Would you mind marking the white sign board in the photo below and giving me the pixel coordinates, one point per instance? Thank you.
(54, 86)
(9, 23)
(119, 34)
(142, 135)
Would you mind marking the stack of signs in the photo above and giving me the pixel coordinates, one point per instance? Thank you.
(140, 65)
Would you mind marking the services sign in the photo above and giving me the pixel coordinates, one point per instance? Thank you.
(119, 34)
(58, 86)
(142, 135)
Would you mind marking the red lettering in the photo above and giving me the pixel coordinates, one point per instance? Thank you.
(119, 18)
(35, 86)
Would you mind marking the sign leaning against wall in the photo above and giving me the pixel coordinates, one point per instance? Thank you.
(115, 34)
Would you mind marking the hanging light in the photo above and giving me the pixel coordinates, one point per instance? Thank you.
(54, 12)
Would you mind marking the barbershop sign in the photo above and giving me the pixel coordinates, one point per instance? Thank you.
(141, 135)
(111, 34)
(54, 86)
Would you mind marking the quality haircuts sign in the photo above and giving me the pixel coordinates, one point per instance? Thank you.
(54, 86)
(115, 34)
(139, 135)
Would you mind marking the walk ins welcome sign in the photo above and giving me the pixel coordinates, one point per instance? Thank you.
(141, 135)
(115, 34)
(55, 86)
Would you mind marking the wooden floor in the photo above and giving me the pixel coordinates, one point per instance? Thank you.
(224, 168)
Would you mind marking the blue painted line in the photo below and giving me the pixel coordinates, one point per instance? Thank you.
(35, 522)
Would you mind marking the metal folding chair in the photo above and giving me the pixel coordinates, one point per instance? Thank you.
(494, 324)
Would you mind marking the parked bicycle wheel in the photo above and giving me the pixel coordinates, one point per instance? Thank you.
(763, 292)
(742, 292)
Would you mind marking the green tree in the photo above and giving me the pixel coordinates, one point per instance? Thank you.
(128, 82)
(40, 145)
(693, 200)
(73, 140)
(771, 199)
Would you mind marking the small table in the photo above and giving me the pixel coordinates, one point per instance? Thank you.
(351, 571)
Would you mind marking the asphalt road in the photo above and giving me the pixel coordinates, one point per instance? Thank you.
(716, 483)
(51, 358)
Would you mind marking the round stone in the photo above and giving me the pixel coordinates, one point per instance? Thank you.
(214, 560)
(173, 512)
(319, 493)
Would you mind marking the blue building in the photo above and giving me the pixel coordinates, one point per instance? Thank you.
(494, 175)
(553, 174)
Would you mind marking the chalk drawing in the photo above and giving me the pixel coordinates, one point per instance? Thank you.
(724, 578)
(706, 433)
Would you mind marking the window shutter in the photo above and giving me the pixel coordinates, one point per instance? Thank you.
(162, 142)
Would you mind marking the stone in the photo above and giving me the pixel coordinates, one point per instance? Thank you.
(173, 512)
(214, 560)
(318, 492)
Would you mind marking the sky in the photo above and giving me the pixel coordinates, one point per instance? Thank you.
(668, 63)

----------

→ Exercise aim: Using the material above, reproduce exactly the line that contains "Would you mind marking the blue building" and all lines after it through the last one, and only those.

→ Task result:
Would you mind marking the blue building in the photo above and giving me the pixel coordinates, one point per instance? Thank you.
(494, 175)
(553, 174)
Would you mind marking the chalk drawing in the photo above and giving me the pixel coordinates, one point per instance? Thank you.
(724, 578)
(706, 433)
Would you mind marking the window shutter in the photo above and giving me the pixel coordinates, one point per instance? Thank you.
(162, 142)
Would you mind marking the stone in the photo above and giving me the pixel coordinates, one point per instance? Thank you.
(173, 512)
(214, 560)
(318, 492)
Would you mind marking the sky in the photo above and giving me the pixel coordinates, one point per instance? Thank you.
(668, 63)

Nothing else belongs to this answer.